>> BEGIN Page
Clark's rising tide lifted all WNBA boats, and it's a testament to her widespread reach that the league will be just fine in her absence as opposed to it crumbling under the weight of it. If the WNBA completely falls apart while Clark is out, then the Clark effect was never real in the first place. The entire drawing point of Clark's ascent was that she would bring casual viewers into the WNBA and immerse them into its various teams, players and storylines. Clark served as a generational entry point to hook new WNBA fans for life.
Sure, some of Clark's fans will continue to fold their arms and refuse to watch anything but her, but there's enough in the simple data to suggest a lot of those people have transitioned into general league fans. Consider those who saw the Clark bump play out and wanted to see how the team in their backyard played into that equation. Consider those prone to bandwagoning that wanted to support a more immediate contender like the New York Liberty, Las Vegas Aces and Minnesota Lynx. Consider (gasp) the fans who were already following a growing WNBA before Clark's arrival and won't go anywhere anytime soon.
>> END Page
• [Set of tasks]
A. Check each statement against the passage on Clark and the WNBA, answering yes or no and quoting the deciding words: (i) Clark served as a generational entry point for new WNBA fans; (ii) all of Clark's fans have become general league fans; (iii) the Chicago Sky is named as a more immediate contender.
B. In the passage on Clark and the WNBA, what was the entire drawing point of Clark's ascent?
>> BEGIN Entries shown
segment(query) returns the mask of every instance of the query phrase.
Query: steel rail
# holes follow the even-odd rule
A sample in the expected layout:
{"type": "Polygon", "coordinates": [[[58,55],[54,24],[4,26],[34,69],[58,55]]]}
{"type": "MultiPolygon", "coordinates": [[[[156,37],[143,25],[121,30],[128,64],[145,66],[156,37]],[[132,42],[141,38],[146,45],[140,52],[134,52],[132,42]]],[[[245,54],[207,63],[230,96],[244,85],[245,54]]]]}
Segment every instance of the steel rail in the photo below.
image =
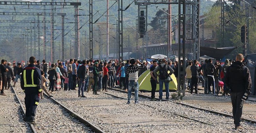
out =
{"type": "Polygon", "coordinates": [[[47,96],[49,98],[51,99],[55,103],[62,106],[62,107],[64,108],[66,110],[66,111],[67,111],[71,115],[71,116],[80,121],[80,122],[81,122],[88,125],[88,126],[93,130],[95,132],[97,133],[105,133],[104,131],[101,129],[99,127],[94,124],[88,121],[87,121],[86,120],[84,119],[83,118],[83,117],[80,116],[77,113],[76,113],[72,111],[71,109],[64,105],[58,100],[54,99],[52,97],[50,98],[44,92],[43,93],[44,94],[45,96],[47,96]]]}
{"type": "MultiPolygon", "coordinates": [[[[17,94],[17,93],[15,92],[15,91],[14,90],[14,89],[13,88],[13,86],[12,85],[12,84],[11,84],[11,90],[13,90],[13,92],[14,92],[14,94],[15,94],[15,96],[16,97],[17,100],[18,100],[18,101],[19,102],[19,104],[20,105],[20,107],[21,107],[22,112],[22,113],[23,113],[23,117],[24,118],[24,120],[25,120],[25,117],[26,117],[25,112],[26,112],[26,111],[25,111],[25,109],[24,108],[24,107],[23,107],[23,104],[22,104],[22,103],[21,102],[21,101],[20,101],[20,100],[18,97],[18,95],[17,94]]],[[[33,125],[33,124],[29,124],[28,123],[28,123],[29,125],[31,127],[31,129],[32,130],[32,131],[34,133],[37,133],[37,131],[36,130],[36,129],[35,128],[35,127],[34,126],[34,125],[33,125]]]]}
{"type": "MultiPolygon", "coordinates": [[[[128,93],[128,92],[122,90],[119,90],[119,89],[118,89],[112,88],[109,88],[109,87],[108,88],[109,88],[110,89],[112,90],[115,90],[115,91],[116,91],[121,92],[124,92],[124,93],[128,93]]],[[[133,95],[134,95],[134,93],[133,92],[132,92],[132,94],[133,95]]],[[[149,99],[151,99],[151,97],[145,95],[144,95],[138,94],[138,96],[139,96],[141,97],[143,97],[143,98],[146,98],[149,99]]],[[[160,100],[160,99],[158,99],[158,98],[155,98],[155,99],[156,99],[158,100],[160,100]]],[[[218,112],[218,111],[213,111],[213,110],[209,110],[209,109],[205,109],[205,108],[200,108],[200,107],[196,107],[195,106],[193,106],[193,105],[189,105],[189,104],[187,104],[184,103],[181,103],[181,102],[177,102],[177,101],[173,101],[173,100],[166,100],[163,99],[162,99],[162,100],[163,101],[172,101],[172,102],[174,102],[175,103],[177,103],[177,104],[178,104],[182,105],[184,105],[184,106],[187,106],[188,107],[190,107],[192,108],[195,108],[195,109],[198,109],[199,110],[201,110],[207,111],[209,111],[209,112],[210,112],[212,113],[214,113],[214,114],[218,114],[221,115],[223,115],[223,116],[226,116],[226,117],[233,117],[233,115],[230,115],[229,114],[227,114],[224,113],[223,113],[220,112],[218,112]]],[[[255,121],[255,120],[250,120],[250,119],[248,119],[244,118],[241,118],[241,119],[242,120],[244,120],[244,121],[247,121],[247,122],[250,122],[252,123],[256,123],[256,121],[255,121]]]]}
{"type": "MultiPolygon", "coordinates": [[[[104,93],[104,94],[105,94],[109,95],[110,96],[112,96],[113,97],[116,97],[116,98],[120,98],[120,99],[124,99],[124,100],[127,100],[127,99],[126,99],[126,98],[123,98],[120,97],[119,97],[119,96],[116,96],[116,95],[113,95],[113,94],[109,94],[109,93],[105,93],[105,92],[102,92],[103,93],[104,93]]],[[[184,118],[188,119],[189,119],[195,121],[196,121],[196,122],[199,122],[203,123],[204,124],[208,124],[208,125],[212,125],[212,126],[216,126],[216,125],[213,125],[213,124],[211,124],[211,123],[208,123],[208,122],[203,122],[203,121],[200,121],[200,120],[198,120],[195,119],[194,119],[192,118],[190,118],[190,117],[188,117],[187,116],[184,116],[183,115],[180,115],[180,114],[179,114],[173,112],[172,112],[171,111],[169,111],[169,110],[164,110],[164,109],[160,109],[157,108],[156,107],[154,107],[154,106],[151,106],[151,105],[148,105],[148,104],[141,104],[141,103],[140,104],[142,104],[142,105],[143,105],[146,106],[147,106],[150,107],[152,108],[154,108],[154,109],[158,109],[159,110],[161,110],[161,111],[163,111],[167,112],[168,112],[168,113],[170,113],[171,114],[174,114],[174,115],[178,115],[178,116],[180,116],[181,117],[183,117],[183,118],[184,118]]],[[[226,129],[227,129],[227,130],[229,130],[229,131],[233,131],[232,130],[229,129],[228,129],[228,128],[225,128],[226,129]]]]}
{"type": "MultiPolygon", "coordinates": [[[[203,89],[199,89],[199,88],[197,88],[197,90],[202,90],[203,91],[204,90],[203,89]]],[[[249,95],[249,96],[250,97],[253,97],[254,98],[256,98],[256,96],[249,95]]]]}

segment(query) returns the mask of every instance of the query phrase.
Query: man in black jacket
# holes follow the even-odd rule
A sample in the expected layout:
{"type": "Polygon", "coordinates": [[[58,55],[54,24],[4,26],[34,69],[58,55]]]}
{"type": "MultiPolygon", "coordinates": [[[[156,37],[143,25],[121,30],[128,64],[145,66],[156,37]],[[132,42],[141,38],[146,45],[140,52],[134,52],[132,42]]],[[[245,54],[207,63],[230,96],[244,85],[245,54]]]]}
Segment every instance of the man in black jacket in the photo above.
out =
{"type": "Polygon", "coordinates": [[[203,74],[204,79],[204,94],[207,94],[209,93],[208,90],[208,77],[207,77],[207,74],[205,71],[205,68],[206,65],[208,62],[208,59],[206,59],[205,61],[205,63],[204,64],[201,66],[201,67],[199,69],[199,70],[201,71],[203,70],[203,74]]]}
{"type": "Polygon", "coordinates": [[[78,97],[81,97],[82,98],[86,98],[84,94],[84,85],[85,84],[85,80],[88,78],[87,75],[87,71],[85,64],[86,61],[83,60],[82,65],[79,67],[77,73],[78,74],[78,80],[79,81],[78,89],[78,97]],[[81,91],[80,91],[81,90],[81,91]],[[80,95],[80,91],[81,92],[82,96],[80,95]]]}
{"type": "Polygon", "coordinates": [[[199,67],[197,66],[198,62],[196,60],[194,60],[194,64],[190,67],[191,70],[192,77],[191,78],[191,89],[190,93],[193,93],[193,89],[194,85],[195,85],[195,93],[197,94],[197,84],[198,82],[199,75],[198,73],[200,71],[199,70],[199,67]]]}
{"type": "Polygon", "coordinates": [[[250,90],[252,85],[249,69],[242,62],[244,59],[242,54],[237,55],[236,61],[227,69],[225,80],[231,91],[230,96],[235,128],[242,130],[243,128],[240,122],[244,101],[242,99],[246,90],[250,90]]]}
{"type": "Polygon", "coordinates": [[[213,64],[213,60],[210,59],[209,62],[206,64],[205,71],[208,78],[208,90],[209,93],[211,93],[211,85],[213,85],[213,94],[215,94],[215,81],[214,74],[216,72],[216,68],[213,64]]]}

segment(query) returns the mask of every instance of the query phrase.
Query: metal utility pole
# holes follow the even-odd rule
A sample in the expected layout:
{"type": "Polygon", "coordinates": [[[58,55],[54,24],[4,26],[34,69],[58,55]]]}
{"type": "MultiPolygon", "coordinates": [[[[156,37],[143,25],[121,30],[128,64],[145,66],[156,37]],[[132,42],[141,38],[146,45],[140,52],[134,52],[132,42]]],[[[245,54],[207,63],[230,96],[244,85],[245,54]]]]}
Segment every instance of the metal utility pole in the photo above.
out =
{"type": "Polygon", "coordinates": [[[221,1],[221,15],[220,24],[220,47],[222,48],[224,45],[224,24],[225,12],[225,0],[221,1]]]}
{"type": "MultiPolygon", "coordinates": [[[[78,1],[78,0],[77,0],[78,1]]],[[[75,8],[75,58],[77,59],[80,56],[79,46],[79,27],[78,27],[78,5],[74,5],[75,8]]]]}
{"type": "Polygon", "coordinates": [[[128,35],[128,58],[130,57],[130,35],[128,35]]]}
{"type": "Polygon", "coordinates": [[[118,56],[119,55],[119,54],[118,53],[118,46],[119,45],[119,40],[117,39],[118,38],[118,36],[119,36],[119,31],[118,31],[118,23],[119,21],[118,20],[116,20],[116,38],[117,38],[117,39],[116,39],[116,59],[118,58],[119,57],[118,57],[118,56]]]}
{"type": "Polygon", "coordinates": [[[62,29],[61,29],[62,32],[61,32],[61,39],[62,39],[62,41],[61,41],[61,46],[62,48],[62,61],[64,61],[64,60],[65,59],[65,57],[64,57],[64,53],[65,52],[65,48],[64,48],[64,15],[63,15],[61,16],[61,18],[62,18],[62,29]]]}
{"type": "MultiPolygon", "coordinates": [[[[43,12],[44,13],[43,15],[43,21],[45,21],[45,6],[43,6],[43,12]]],[[[43,23],[43,27],[46,27],[46,23],[43,23]]],[[[43,59],[45,59],[46,58],[46,30],[43,29],[43,59]]]]}
{"type": "Polygon", "coordinates": [[[107,60],[108,60],[109,56],[109,35],[108,34],[109,32],[109,24],[108,24],[108,16],[109,15],[108,12],[108,0],[107,0],[107,60]]]}
{"type": "Polygon", "coordinates": [[[38,59],[40,60],[40,29],[39,29],[39,27],[40,27],[39,21],[40,21],[40,20],[39,19],[39,15],[37,15],[37,20],[38,21],[38,23],[37,23],[37,27],[38,27],[38,59]]]}
{"type": "Polygon", "coordinates": [[[100,26],[99,26],[99,30],[98,30],[99,33],[99,58],[100,59],[101,59],[101,53],[102,51],[101,50],[101,33],[100,33],[100,26]]]}
{"type": "Polygon", "coordinates": [[[185,41],[186,33],[186,0],[180,0],[179,1],[179,62],[178,66],[178,76],[179,81],[178,82],[178,90],[183,94],[183,96],[185,96],[185,60],[183,64],[183,70],[181,71],[181,58],[185,58],[185,41]],[[183,11],[181,12],[182,11],[183,11]]]}
{"type": "Polygon", "coordinates": [[[90,35],[90,58],[93,59],[93,0],[89,0],[89,35],[90,35]]]}
{"type": "Polygon", "coordinates": [[[246,35],[247,34],[247,27],[246,27],[246,25],[244,25],[244,43],[243,44],[244,48],[243,55],[244,55],[244,56],[245,56],[247,55],[247,47],[246,47],[246,44],[247,43],[247,38],[246,37],[246,35]]]}
{"type": "Polygon", "coordinates": [[[139,58],[139,29],[138,19],[136,19],[136,59],[139,58]]]}
{"type": "MultiPolygon", "coordinates": [[[[51,0],[51,2],[53,3],[53,0],[51,0]]],[[[53,12],[54,8],[53,4],[51,4],[51,62],[53,63],[54,60],[54,15],[53,12]]]]}
{"type": "MultiPolygon", "coordinates": [[[[171,2],[171,0],[169,0],[169,2],[171,2]]],[[[168,13],[171,15],[172,14],[172,5],[168,5],[168,13]]],[[[168,20],[167,21],[167,34],[168,35],[168,40],[167,43],[167,56],[171,55],[172,54],[172,19],[170,15],[167,15],[168,20]]]]}
{"type": "Polygon", "coordinates": [[[118,0],[118,60],[123,59],[123,0],[118,0]]]}
{"type": "Polygon", "coordinates": [[[72,48],[72,41],[71,40],[70,40],[70,54],[70,54],[70,58],[71,59],[71,49],[72,48]]]}

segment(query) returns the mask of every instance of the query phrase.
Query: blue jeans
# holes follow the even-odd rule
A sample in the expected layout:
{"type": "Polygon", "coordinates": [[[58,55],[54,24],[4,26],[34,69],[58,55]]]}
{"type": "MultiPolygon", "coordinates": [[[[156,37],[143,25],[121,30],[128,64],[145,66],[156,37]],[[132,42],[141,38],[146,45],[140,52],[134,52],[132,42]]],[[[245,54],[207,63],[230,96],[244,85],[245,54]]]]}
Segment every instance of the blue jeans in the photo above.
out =
{"type": "Polygon", "coordinates": [[[165,92],[166,92],[166,98],[169,98],[169,83],[165,82],[164,79],[159,79],[159,99],[162,99],[163,97],[163,83],[164,82],[164,86],[165,87],[165,92]]]}
{"type": "Polygon", "coordinates": [[[200,81],[201,81],[202,82],[202,87],[204,87],[205,80],[204,79],[204,77],[203,77],[203,76],[200,75],[200,76],[199,77],[198,79],[198,83],[197,84],[199,84],[199,83],[200,83],[200,81]]]}
{"type": "Polygon", "coordinates": [[[208,78],[204,77],[204,79],[205,80],[205,82],[204,85],[204,90],[205,94],[208,94],[208,78]]]}
{"type": "Polygon", "coordinates": [[[72,74],[69,74],[69,90],[73,89],[73,77],[72,74]]]}
{"type": "Polygon", "coordinates": [[[191,87],[190,86],[190,84],[191,84],[191,78],[187,78],[187,87],[190,89],[191,88],[191,87]]]}
{"type": "Polygon", "coordinates": [[[100,74],[99,77],[99,84],[98,85],[98,90],[100,90],[102,87],[102,74],[100,74]]]}
{"type": "Polygon", "coordinates": [[[85,84],[85,81],[84,79],[81,79],[79,80],[78,85],[78,95],[80,95],[80,92],[81,92],[82,96],[84,96],[84,85],[85,84]]]}
{"type": "MultiPolygon", "coordinates": [[[[45,78],[46,79],[47,79],[47,77],[48,77],[48,74],[47,74],[47,73],[44,73],[44,78],[45,78]]],[[[20,79],[20,78],[19,79],[20,79]]],[[[45,86],[47,86],[47,81],[46,81],[45,82],[45,86]]]]}
{"type": "Polygon", "coordinates": [[[84,85],[84,91],[87,91],[87,88],[88,87],[88,84],[89,83],[89,76],[88,76],[87,78],[85,79],[85,84],[84,85]]]}
{"type": "Polygon", "coordinates": [[[61,88],[64,88],[64,82],[65,82],[65,79],[63,78],[60,78],[61,80],[61,88]]]}
{"type": "Polygon", "coordinates": [[[108,86],[111,87],[114,87],[114,76],[113,75],[109,76],[109,79],[108,81],[108,86]]]}
{"type": "Polygon", "coordinates": [[[139,92],[139,82],[137,80],[135,82],[134,80],[130,80],[129,81],[129,87],[128,87],[128,101],[131,100],[131,91],[132,88],[134,88],[135,91],[135,101],[138,101],[139,92]]]}

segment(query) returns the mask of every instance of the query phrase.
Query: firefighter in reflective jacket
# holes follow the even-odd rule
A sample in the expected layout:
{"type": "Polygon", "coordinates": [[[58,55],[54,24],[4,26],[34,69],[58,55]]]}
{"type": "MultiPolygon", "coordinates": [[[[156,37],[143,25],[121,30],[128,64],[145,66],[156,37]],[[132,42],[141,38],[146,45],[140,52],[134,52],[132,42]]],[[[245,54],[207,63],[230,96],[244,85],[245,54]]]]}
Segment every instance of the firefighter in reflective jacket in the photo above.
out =
{"type": "Polygon", "coordinates": [[[20,79],[21,88],[25,95],[26,120],[32,124],[35,123],[35,115],[42,91],[41,73],[35,66],[36,62],[35,57],[29,58],[30,64],[24,68],[20,79]]]}

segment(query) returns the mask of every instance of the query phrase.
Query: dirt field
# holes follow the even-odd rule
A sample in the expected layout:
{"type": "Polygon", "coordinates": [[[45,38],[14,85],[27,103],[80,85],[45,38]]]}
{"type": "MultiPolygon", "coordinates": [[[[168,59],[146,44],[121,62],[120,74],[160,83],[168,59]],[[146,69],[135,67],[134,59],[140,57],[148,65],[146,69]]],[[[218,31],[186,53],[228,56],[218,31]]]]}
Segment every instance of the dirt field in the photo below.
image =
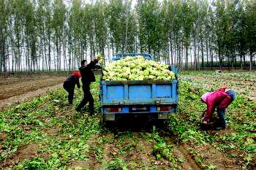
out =
{"type": "Polygon", "coordinates": [[[0,79],[0,111],[60,88],[66,77],[32,76],[0,79]]]}
{"type": "MultiPolygon", "coordinates": [[[[67,93],[55,90],[2,112],[0,169],[255,169],[256,74],[225,76],[180,75],[178,115],[170,117],[167,127],[145,119],[102,126],[99,114],[75,111],[81,90],[75,90],[70,107],[67,93]],[[201,131],[205,106],[200,96],[223,85],[238,93],[227,114],[227,128],[201,131]]],[[[99,83],[91,90],[99,113],[99,83]]]]}

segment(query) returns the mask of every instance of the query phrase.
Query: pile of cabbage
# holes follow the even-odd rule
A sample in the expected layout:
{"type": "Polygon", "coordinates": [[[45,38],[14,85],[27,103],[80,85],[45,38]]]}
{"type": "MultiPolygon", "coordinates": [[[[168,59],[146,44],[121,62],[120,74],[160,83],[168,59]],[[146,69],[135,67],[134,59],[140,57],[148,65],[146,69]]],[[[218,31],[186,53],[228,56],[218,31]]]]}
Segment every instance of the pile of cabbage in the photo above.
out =
{"type": "Polygon", "coordinates": [[[127,80],[171,80],[173,72],[168,66],[145,59],[141,55],[127,56],[110,63],[103,69],[102,80],[105,81],[127,80]]]}

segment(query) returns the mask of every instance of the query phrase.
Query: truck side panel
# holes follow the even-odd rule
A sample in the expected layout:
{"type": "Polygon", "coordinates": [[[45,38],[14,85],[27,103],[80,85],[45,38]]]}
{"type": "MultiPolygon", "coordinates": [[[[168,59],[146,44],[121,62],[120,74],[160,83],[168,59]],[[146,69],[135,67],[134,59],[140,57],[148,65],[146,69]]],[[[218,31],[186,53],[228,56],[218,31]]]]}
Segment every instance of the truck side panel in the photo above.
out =
{"type": "Polygon", "coordinates": [[[102,82],[102,104],[172,104],[178,101],[177,80],[165,84],[102,82]]]}

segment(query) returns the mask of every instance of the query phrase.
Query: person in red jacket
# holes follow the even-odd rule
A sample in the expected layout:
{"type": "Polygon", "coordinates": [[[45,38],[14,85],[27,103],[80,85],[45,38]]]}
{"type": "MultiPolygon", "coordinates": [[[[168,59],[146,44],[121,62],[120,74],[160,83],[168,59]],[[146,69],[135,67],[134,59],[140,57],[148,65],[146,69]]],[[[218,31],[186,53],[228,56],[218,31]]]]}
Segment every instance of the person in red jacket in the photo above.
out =
{"type": "Polygon", "coordinates": [[[236,96],[235,91],[227,88],[221,88],[216,91],[203,94],[201,100],[207,104],[207,109],[203,117],[203,126],[208,127],[211,117],[217,108],[220,124],[220,127],[217,127],[217,130],[226,128],[225,111],[230,103],[234,101],[236,96]]]}
{"type": "Polygon", "coordinates": [[[68,77],[63,84],[63,88],[69,93],[68,99],[69,104],[73,104],[74,98],[74,90],[75,86],[77,85],[78,88],[80,88],[79,78],[81,77],[80,72],[73,72],[72,75],[68,77]]]}

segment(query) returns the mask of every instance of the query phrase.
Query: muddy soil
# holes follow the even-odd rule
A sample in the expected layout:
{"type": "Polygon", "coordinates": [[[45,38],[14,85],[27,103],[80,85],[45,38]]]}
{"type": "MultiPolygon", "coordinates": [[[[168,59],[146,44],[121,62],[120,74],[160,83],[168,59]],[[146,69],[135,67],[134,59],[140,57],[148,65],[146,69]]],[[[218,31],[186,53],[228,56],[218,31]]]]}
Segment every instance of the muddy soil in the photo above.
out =
{"type": "Polygon", "coordinates": [[[65,78],[65,77],[39,77],[1,79],[0,102],[12,96],[60,84],[65,78]]]}

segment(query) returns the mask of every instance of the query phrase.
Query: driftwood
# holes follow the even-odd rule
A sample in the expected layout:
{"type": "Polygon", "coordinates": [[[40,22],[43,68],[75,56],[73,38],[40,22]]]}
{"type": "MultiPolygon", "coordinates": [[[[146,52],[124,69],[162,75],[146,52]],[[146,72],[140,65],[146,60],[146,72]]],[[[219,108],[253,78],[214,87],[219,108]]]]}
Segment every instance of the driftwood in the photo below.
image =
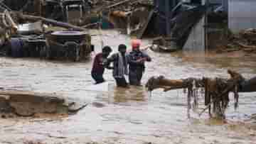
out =
{"type": "Polygon", "coordinates": [[[191,109],[191,102],[193,99],[193,106],[198,107],[199,89],[204,89],[205,106],[203,111],[199,113],[201,116],[206,110],[208,109],[208,113],[211,116],[213,111],[218,116],[225,117],[225,110],[230,101],[229,93],[234,93],[235,109],[238,106],[238,92],[251,92],[256,84],[255,78],[250,80],[245,79],[239,73],[232,70],[228,70],[230,75],[230,79],[207,78],[196,79],[190,77],[185,79],[168,79],[163,76],[150,78],[146,87],[149,91],[156,89],[164,89],[164,92],[173,89],[186,89],[188,92],[188,116],[191,109]],[[248,88],[250,87],[250,88],[248,88]],[[212,107],[213,106],[213,107],[212,107]]]}
{"type": "Polygon", "coordinates": [[[53,25],[55,26],[73,29],[75,31],[87,31],[87,29],[79,27],[79,26],[74,26],[74,25],[72,25],[72,24],[70,24],[68,23],[60,22],[60,21],[55,21],[53,19],[43,18],[41,16],[26,15],[26,14],[22,14],[22,13],[15,13],[15,12],[13,12],[12,14],[14,14],[17,18],[21,18],[23,21],[32,21],[32,22],[41,21],[43,23],[51,24],[51,25],[53,25]]]}

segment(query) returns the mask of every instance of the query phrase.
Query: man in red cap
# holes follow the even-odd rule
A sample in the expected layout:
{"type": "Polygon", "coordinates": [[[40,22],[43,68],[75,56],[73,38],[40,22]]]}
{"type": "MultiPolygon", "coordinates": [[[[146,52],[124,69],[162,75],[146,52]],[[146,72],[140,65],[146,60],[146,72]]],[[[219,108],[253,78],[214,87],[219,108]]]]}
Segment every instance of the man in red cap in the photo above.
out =
{"type": "Polygon", "coordinates": [[[145,71],[145,62],[150,62],[151,57],[139,50],[141,41],[132,41],[132,51],[128,55],[129,81],[130,85],[141,85],[141,80],[145,71]]]}

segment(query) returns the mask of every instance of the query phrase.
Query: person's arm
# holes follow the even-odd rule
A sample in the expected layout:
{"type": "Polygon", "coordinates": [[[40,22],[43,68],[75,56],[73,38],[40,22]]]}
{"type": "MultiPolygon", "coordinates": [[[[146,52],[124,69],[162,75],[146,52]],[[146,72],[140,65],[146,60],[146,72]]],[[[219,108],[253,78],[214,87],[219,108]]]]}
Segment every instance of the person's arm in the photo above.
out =
{"type": "Polygon", "coordinates": [[[146,61],[151,62],[152,60],[152,59],[146,53],[142,52],[142,55],[143,55],[143,57],[144,57],[146,59],[145,60],[146,61]]]}
{"type": "Polygon", "coordinates": [[[106,60],[106,62],[104,63],[105,67],[107,69],[109,70],[113,70],[114,67],[110,66],[111,62],[114,62],[116,59],[116,56],[114,54],[113,54],[112,55],[111,55],[110,57],[107,58],[106,60]]]}
{"type": "Polygon", "coordinates": [[[142,63],[142,62],[141,62],[139,60],[132,60],[131,54],[129,54],[129,55],[127,55],[127,60],[128,60],[128,63],[129,63],[129,65],[139,65],[139,64],[142,63]]]}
>> END Entries shown
• [Worked answers]
A.
(i) Yes: "Clark served as a generational entry point to hook new WNBA fans for life."
(ii) No: "some of Clark's fans will continue to fold their arms and refuse to watch anything but her"
(iii) No: "a more immediate contender like the New York Liberty, Las Vegas Aces and Minnesota Lynx"

B. The drawing point was that she would bring casual viewers into the WNBA and immerse them into its various teams, players and storylines.